● **TEXT SEGMENT**:
*-*-*
What was broken
I was starting every morning the same way: fifteen minutes scrolling Twitter, ten more on LinkedIn, another five on RSS readers, looking for the three or four things that actually mattered for that day. Most mornings I gave up before finding them and started work feeling vaguely unsettled rather than informed. The signal-to-noise ratio of a morning news scroll is miserable, and I was paying for it with my best hour.
What I built
A Python script that runs every morning at 7:00 CET via GitHub Actions. Pulls from RSS feeds, NewsAPI keyword searches, and YouTube creator channels, sends everything to Claude with a summarisation prompt, and delivers a short punchy briefing to my phone via Telegram before I'm out of bed.
No database. No state. Stateless by design. It runs once, sends once, and forgets. The next day's digest doesn't know what yesterday's said, and that's deliberate — it forces the summariser to surface what's actually noteworthy today, not what's a continuation of a thread it's already chewing on.
How the 3-layer pattern shows up here
This is the smallest, cleanest example of the pattern in my toolkit. Three directive files in markdown — fetch_news.md, summarize_news.md, deliver_digest.md — describe what each stage should do in plain English, like SOPs I'd hand to a junior. An LLM reads the directives and acts as orchestration, deciding what to call when. Deterministic Python scripts in execution/ do the actual work: fetching feeds, calling APIs, formatting Telegram messages.
The scripts don't make judgement calls. The LLM doesn't fetch RSS. The directives describe intent, not implementation. When I hit a NewsAPI rate limit in week two — free tier is 100 requests a day, I learned the hard way — I updated the directive, rewrote the fetcher to batch keywords, and the system was permanently stronger. That's the loop the pattern is built to support: errors become directive updates become more reliable runs.
*-*-*
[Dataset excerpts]
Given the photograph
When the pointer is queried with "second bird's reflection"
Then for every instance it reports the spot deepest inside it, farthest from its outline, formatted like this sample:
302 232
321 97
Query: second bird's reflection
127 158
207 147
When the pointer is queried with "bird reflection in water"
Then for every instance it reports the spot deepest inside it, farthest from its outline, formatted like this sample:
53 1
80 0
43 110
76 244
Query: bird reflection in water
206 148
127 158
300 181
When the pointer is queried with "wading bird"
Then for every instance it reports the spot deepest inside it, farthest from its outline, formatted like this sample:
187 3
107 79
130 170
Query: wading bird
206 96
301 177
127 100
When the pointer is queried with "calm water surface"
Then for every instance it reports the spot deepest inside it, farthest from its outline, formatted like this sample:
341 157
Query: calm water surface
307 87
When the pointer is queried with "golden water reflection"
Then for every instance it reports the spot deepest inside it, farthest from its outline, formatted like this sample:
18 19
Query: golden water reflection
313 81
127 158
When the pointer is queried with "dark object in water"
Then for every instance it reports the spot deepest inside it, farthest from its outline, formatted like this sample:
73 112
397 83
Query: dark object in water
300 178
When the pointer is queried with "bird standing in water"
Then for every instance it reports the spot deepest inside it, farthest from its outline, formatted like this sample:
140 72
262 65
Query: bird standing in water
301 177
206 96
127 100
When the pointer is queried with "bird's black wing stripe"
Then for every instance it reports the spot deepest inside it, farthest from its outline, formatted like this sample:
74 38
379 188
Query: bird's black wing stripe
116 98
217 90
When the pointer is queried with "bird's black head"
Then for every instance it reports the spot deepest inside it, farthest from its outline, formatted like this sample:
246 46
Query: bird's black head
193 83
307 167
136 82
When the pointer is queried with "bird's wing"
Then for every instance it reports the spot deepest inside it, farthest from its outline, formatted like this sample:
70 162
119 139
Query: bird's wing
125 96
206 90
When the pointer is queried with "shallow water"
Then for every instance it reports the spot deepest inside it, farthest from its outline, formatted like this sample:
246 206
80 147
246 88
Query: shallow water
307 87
*-*-*
● **WORK INSTRUCTION 1**: Translate this sentence from the news digest write-up into Spanish: "An LLM reads the directives and acts as orchestration, deciding what to call when."
● **WORK INSTRUCTION 2**: Retype the passage of the news digest write-up between "No database. No" and "already chewing on.", inclusive.

● **ANSWER 1**: Un LLM lee las directivas y actúa como orquestación, decidiendo qué llamar y cuándo.

● **ANSWER 2**:
No database. No state. Stateless by design. It runs once, sends once, and forgets. The next day's digest doesn't know what yesterday's said, and that's deliberate — it forces the summariser to surface what's actually noteworthy today, not what's a continuation of a thread it's already chewing on.